# Task to carry out
List every line of the material below that contains the word "white", and treat uppercase and lowercase as different.

◆ ◆ ◆ ◆ ◆

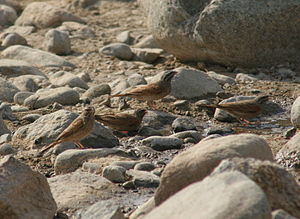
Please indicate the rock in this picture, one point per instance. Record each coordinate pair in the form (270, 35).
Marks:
(31, 117)
(35, 57)
(13, 68)
(241, 77)
(56, 122)
(220, 130)
(143, 178)
(281, 214)
(124, 37)
(279, 185)
(198, 31)
(144, 166)
(6, 149)
(25, 83)
(79, 189)
(115, 174)
(119, 50)
(13, 39)
(70, 160)
(125, 164)
(162, 143)
(45, 97)
(147, 55)
(136, 79)
(58, 42)
(157, 119)
(207, 200)
(221, 79)
(63, 78)
(199, 161)
(12, 3)
(295, 113)
(183, 124)
(289, 155)
(102, 209)
(20, 97)
(191, 83)
(44, 15)
(35, 201)
(147, 42)
(8, 15)
(97, 91)
(8, 90)
(197, 136)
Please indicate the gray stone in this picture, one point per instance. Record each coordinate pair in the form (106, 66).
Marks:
(144, 166)
(14, 68)
(45, 97)
(115, 174)
(124, 37)
(289, 155)
(97, 91)
(199, 161)
(44, 15)
(136, 79)
(8, 90)
(191, 83)
(183, 124)
(6, 149)
(143, 178)
(197, 136)
(198, 31)
(13, 39)
(279, 185)
(63, 78)
(102, 209)
(207, 198)
(20, 97)
(35, 201)
(295, 113)
(79, 190)
(35, 57)
(147, 55)
(161, 143)
(8, 15)
(70, 160)
(281, 214)
(58, 42)
(147, 42)
(31, 117)
(119, 50)
(221, 79)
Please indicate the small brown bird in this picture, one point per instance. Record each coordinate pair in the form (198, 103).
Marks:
(78, 129)
(123, 122)
(153, 91)
(243, 109)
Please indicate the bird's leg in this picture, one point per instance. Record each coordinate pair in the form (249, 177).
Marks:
(79, 145)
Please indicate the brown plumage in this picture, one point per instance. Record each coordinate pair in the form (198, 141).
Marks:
(122, 121)
(78, 129)
(243, 109)
(153, 91)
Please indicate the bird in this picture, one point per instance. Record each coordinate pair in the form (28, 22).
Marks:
(123, 122)
(78, 129)
(153, 91)
(243, 109)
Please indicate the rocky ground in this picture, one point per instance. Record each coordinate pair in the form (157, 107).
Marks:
(105, 20)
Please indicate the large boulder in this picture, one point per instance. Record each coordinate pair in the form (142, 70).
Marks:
(216, 197)
(200, 160)
(43, 15)
(234, 32)
(24, 193)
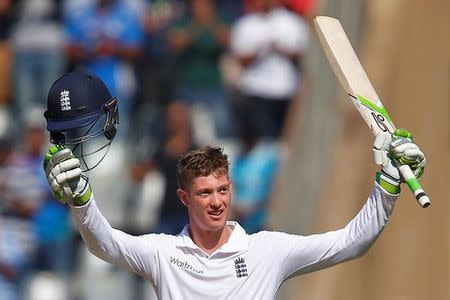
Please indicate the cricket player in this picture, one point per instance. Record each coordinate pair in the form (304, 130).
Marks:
(211, 258)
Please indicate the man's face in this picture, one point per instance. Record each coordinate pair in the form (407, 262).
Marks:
(208, 200)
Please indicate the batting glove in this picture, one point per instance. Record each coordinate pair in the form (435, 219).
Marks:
(394, 150)
(65, 177)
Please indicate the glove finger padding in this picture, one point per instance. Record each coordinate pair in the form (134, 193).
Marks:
(405, 152)
(64, 174)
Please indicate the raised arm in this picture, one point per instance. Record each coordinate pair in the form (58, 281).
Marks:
(68, 184)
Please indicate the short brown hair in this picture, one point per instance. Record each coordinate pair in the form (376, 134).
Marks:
(201, 162)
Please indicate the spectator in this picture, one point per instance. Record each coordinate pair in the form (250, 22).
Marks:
(105, 38)
(253, 173)
(156, 69)
(51, 220)
(5, 51)
(37, 40)
(199, 40)
(173, 215)
(268, 42)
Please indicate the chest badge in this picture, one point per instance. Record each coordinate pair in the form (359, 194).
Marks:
(241, 267)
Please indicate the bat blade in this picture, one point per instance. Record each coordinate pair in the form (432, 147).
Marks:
(351, 74)
(355, 82)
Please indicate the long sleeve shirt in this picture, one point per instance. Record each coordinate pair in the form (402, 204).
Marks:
(245, 267)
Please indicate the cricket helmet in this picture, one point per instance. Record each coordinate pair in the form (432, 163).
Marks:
(82, 115)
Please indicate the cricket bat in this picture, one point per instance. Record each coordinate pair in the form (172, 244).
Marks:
(355, 82)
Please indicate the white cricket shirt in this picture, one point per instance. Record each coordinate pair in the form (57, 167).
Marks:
(246, 267)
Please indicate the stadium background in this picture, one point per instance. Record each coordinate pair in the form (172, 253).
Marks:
(404, 48)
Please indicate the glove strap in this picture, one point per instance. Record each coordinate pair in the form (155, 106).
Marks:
(388, 184)
(84, 198)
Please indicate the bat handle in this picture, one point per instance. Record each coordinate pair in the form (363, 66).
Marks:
(414, 186)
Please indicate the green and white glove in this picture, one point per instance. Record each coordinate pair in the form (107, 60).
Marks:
(391, 151)
(65, 177)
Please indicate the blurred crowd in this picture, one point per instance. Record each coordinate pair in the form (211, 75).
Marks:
(186, 73)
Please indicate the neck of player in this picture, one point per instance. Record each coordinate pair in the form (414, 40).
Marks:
(210, 241)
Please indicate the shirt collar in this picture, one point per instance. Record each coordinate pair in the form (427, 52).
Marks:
(237, 242)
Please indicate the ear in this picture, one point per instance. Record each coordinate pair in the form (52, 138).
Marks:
(183, 197)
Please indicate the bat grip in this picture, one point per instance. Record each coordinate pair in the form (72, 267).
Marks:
(414, 186)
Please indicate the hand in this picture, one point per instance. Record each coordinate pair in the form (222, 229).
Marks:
(65, 177)
(391, 151)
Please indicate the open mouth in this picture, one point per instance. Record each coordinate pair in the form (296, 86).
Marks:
(216, 214)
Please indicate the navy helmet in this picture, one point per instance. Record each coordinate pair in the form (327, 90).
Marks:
(81, 111)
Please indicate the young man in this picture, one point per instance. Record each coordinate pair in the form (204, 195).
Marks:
(213, 258)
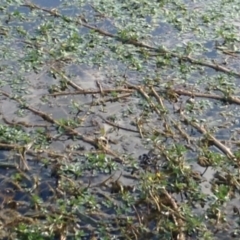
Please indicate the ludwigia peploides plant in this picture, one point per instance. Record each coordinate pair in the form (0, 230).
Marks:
(119, 119)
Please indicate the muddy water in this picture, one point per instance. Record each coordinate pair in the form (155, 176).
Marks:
(128, 143)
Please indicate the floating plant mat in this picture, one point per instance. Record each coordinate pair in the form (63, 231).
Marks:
(119, 120)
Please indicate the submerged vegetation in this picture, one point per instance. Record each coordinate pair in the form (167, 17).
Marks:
(119, 120)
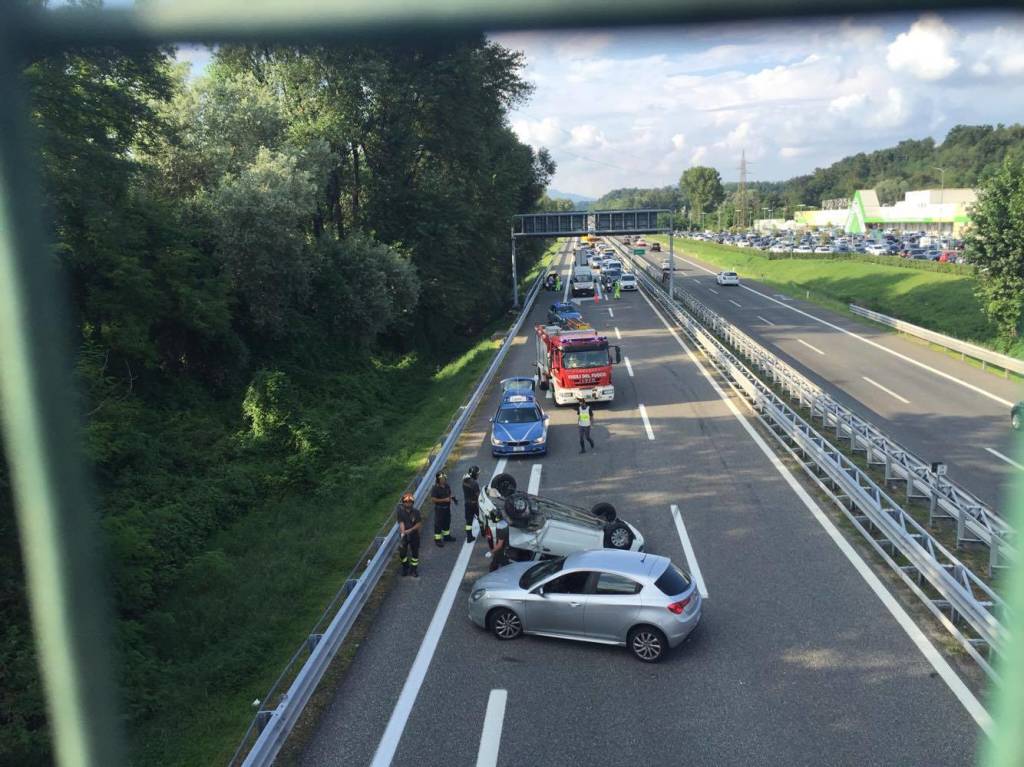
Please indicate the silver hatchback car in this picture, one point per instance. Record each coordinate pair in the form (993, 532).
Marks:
(629, 598)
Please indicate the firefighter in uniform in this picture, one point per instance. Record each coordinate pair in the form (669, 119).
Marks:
(585, 417)
(471, 500)
(441, 496)
(410, 522)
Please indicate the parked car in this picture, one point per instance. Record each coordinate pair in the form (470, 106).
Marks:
(641, 601)
(519, 426)
(564, 314)
(541, 526)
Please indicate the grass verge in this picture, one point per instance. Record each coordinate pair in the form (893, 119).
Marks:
(939, 301)
(226, 630)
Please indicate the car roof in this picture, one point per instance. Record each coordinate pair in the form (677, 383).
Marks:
(636, 563)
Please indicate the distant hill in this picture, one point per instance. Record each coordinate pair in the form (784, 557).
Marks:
(576, 199)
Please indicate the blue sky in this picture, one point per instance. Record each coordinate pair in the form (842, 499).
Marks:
(637, 108)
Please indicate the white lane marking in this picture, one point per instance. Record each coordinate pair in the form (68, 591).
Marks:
(904, 357)
(1006, 458)
(812, 348)
(646, 422)
(411, 689)
(491, 738)
(535, 479)
(888, 391)
(691, 558)
(942, 668)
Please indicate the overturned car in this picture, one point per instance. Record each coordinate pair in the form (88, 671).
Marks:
(540, 526)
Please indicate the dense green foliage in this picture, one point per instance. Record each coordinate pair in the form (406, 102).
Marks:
(268, 266)
(704, 187)
(995, 245)
(942, 300)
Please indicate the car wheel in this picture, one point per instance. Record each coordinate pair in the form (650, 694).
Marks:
(617, 536)
(647, 643)
(505, 624)
(504, 483)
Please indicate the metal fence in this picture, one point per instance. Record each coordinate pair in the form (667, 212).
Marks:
(966, 605)
(281, 709)
(985, 356)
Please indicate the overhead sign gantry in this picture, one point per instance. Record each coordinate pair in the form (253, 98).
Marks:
(582, 223)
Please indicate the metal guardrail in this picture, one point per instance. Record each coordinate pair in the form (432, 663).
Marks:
(960, 592)
(975, 521)
(276, 718)
(986, 356)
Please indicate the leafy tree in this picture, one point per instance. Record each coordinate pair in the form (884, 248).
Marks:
(704, 187)
(995, 245)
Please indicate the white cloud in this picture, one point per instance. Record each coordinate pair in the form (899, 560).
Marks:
(635, 109)
(925, 49)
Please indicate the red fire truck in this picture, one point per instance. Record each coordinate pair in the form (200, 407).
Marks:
(576, 363)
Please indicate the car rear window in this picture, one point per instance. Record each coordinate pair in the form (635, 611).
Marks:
(673, 581)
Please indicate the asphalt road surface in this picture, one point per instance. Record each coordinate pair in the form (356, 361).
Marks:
(802, 656)
(938, 407)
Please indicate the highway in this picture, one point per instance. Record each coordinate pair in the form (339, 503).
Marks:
(803, 657)
(936, 406)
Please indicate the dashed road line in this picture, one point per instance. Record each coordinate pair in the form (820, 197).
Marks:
(812, 348)
(1006, 458)
(646, 422)
(491, 737)
(691, 558)
(922, 642)
(535, 479)
(887, 390)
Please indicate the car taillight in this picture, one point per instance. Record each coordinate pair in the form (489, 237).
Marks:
(678, 607)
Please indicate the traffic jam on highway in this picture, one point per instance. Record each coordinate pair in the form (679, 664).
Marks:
(655, 486)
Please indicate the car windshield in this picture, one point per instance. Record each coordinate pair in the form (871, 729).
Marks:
(540, 571)
(585, 358)
(517, 416)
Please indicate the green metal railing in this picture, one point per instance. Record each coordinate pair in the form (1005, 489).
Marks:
(70, 608)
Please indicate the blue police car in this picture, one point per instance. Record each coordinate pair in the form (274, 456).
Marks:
(519, 426)
(562, 313)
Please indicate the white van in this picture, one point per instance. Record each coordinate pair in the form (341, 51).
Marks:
(582, 283)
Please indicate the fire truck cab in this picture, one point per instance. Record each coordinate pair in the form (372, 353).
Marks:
(576, 364)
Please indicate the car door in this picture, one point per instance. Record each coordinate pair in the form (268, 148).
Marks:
(611, 607)
(557, 606)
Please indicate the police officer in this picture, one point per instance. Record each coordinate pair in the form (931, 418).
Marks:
(410, 522)
(471, 500)
(441, 496)
(500, 552)
(585, 417)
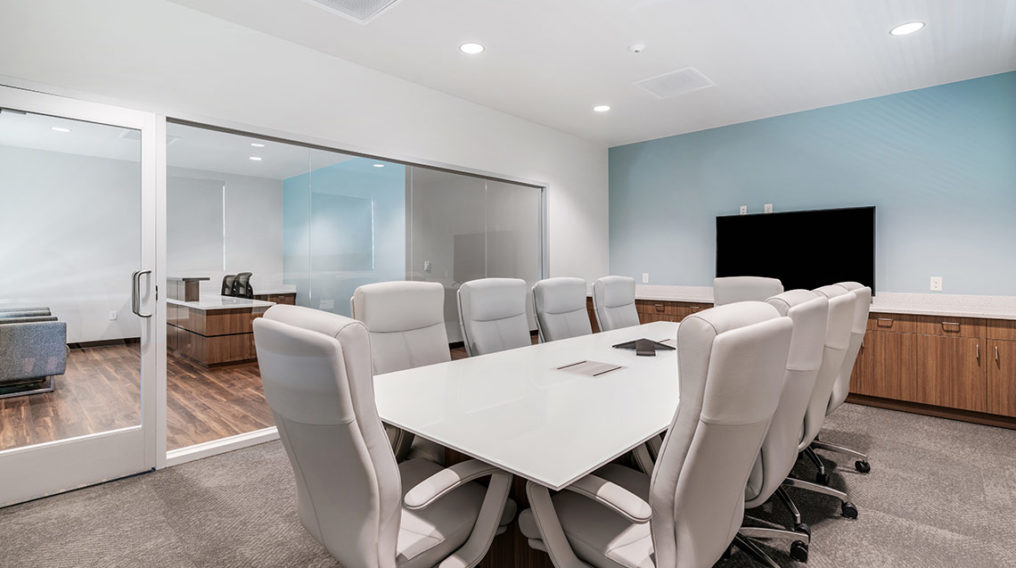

◆ ◆ ◆ ◆ ◆

# Response for this exercise
Please indicate the white cricket shirt in this picture, one point per instance. Record each coordinate pair in the form (57, 167).
Please indicate the green and white glove in this picture, one point per instance. Record each coordinate pair in the form (107, 60).
Please indicate the white lane marking in this picture, one point per instance. Record each coordinate pair in the form (68, 591).
Please indicate the white cloud in this picture, one point per instance. Record each coordinate pair in the form (899, 560).
Please indicate the white van in this picture, one point per instance. Record each coordinate pair in the form (341, 51).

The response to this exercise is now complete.